## What the exercise asks
In the Australian dollar commentary, what level does the writer expect the currency to eventually approach?

## Provided passage
=== Begin Enclosure ===

With global growth slowing down the way it has, demand for Australian commodities will probably continue to suffer, although the Chinese are pretending like everything is normal again.
The Australian dollar has broken through the 0.71 level, which I have been looking at as a major barrier extending all the way from the 0.70 level. Now that we have broken above this, I believe that the Australian dollar has much further to go, although it will not necessarily be a straight shot up in the air. After all, Philip Lowe suggested earlier in the session that the Reserve Bank of Australia could drop interest rates down to 10 bps, which is not exactly bullish for the currency. However, the one thing that the Australian dollar has for it going right now is that it is not the US dollar. The US dollar has been pummeled on just about every front, and there is no difference here. Ultimately this is about liquidity being injected into the system by the Federal Reserve.
Furthermore, there is an argument about the coronavirus situation. It should be noted that Australia is starting to see another spike in cases, so although it is a bit counterintuitive, it looks like money is flowing to the Aussie dollar. Global growth certainly will not be the main driver, because it is going to struggle in these times. With global growth slowing down the way it has, demand for Australian commodities will probably continue to suffer, although the Chinese are pretending like everything is normal again.
All things being equal, we are now in a situation where it is a “buy on the dips” type of market as we have finally cleared what I thought was going to be a major barrier. In fact, it is very crucial noting this considering just how much resistance we have seen in this general vicinity. At this point, I believe that the Australian dollar is more than likely going to find itself closer to the 0.80 level eventually, but that is obviously a longer-term call. With that in mind, I believe that the market is probably going to continue to grind higher from time to time but that we will see plenty of buyers every time we pull back. I have no scenario in which I’m willing to short this market right now unless of course something drastic happens to global risk appetite or something involving China which of course always can happen. Regardless though, it looks like the Federal Reserve is the only thing people care about.

=== End Enclosure ===

## Data extract
=== Begin Enclosure ===

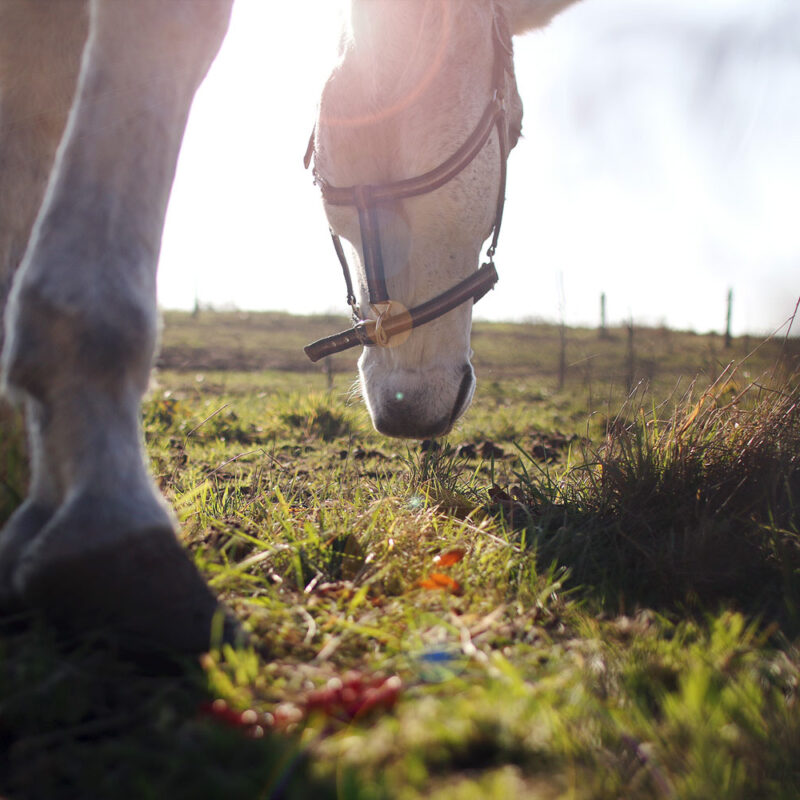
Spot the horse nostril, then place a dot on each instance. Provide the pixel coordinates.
(464, 395)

=== End Enclosure ===

## Exercise answer
The 0.80 level.